# Page excerpt start
Highlights of the proposed frameworks (states select their season from
within the frameworks or the outer limits of season length, bag limits and
season beginning and ending date) include:

· Hunters in the Atlantic, Mississippi and Central Flyways will be
allowed two hooded mergansers per day; and
· The Central Flyway will initiate a three year evaluation of the
Hunter's Choice duck bag limit.

"It is also important to consider what hunters think about waterfowl
regulations in developing the season proposals," said Hall. "Until now,
wildlife managers did not have data to quantify this. Thanks to efforts by
the National Flyway Council and the Wildlife Management Institute and
completion of The National Duck Hunter Survey 2005, that information is
available and was used in development of these frameworks. It will help us
recruit and retain duck hunters and allow managers to fine tune the
regulations process."

The survey is available at <www.ducksurvey.com>.
# Page excerpt end
▸ Given task A:
Name each flyway mentioned in the waterfowl regulations excerpt.
# Information shown start
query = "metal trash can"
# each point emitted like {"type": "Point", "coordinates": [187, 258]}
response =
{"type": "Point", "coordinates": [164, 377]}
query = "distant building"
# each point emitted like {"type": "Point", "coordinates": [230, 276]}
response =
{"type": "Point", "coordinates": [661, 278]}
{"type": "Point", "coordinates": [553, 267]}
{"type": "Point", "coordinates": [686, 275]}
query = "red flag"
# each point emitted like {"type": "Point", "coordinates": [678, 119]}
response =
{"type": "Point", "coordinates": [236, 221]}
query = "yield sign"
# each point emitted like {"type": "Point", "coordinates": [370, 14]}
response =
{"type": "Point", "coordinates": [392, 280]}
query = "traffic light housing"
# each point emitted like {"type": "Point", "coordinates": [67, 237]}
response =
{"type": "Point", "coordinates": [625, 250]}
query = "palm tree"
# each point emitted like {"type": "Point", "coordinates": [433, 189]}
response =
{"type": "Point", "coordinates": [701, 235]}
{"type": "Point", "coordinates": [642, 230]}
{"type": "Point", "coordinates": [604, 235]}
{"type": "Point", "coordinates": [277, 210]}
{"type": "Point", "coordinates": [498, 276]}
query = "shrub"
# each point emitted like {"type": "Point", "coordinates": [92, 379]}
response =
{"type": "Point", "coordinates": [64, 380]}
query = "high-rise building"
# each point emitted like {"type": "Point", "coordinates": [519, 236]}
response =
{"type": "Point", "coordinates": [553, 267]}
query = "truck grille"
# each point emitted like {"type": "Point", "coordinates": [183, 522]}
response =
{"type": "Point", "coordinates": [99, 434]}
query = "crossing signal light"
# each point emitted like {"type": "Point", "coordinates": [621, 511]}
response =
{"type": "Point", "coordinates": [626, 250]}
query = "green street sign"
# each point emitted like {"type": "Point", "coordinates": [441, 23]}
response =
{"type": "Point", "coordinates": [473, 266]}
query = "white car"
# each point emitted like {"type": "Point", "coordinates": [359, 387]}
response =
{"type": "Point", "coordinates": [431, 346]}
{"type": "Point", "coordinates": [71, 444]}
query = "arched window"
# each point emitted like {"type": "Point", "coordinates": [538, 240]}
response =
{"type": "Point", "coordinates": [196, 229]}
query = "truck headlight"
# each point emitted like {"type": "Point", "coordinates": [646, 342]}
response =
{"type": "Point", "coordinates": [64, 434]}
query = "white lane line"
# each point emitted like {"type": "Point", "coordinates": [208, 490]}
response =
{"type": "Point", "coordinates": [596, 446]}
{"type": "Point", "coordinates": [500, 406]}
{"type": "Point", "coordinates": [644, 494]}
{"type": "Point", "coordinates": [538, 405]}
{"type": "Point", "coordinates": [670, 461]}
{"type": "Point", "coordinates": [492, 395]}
# Information shown end
▸ Given task B:
Show every line of the records that contains the string "truck".

▸ Written solution A:
Atlantic Flyway
Mississippi Flyway
Central Flyway

▸ Written solution B:
query = "truck grille"
query = "truck headlight"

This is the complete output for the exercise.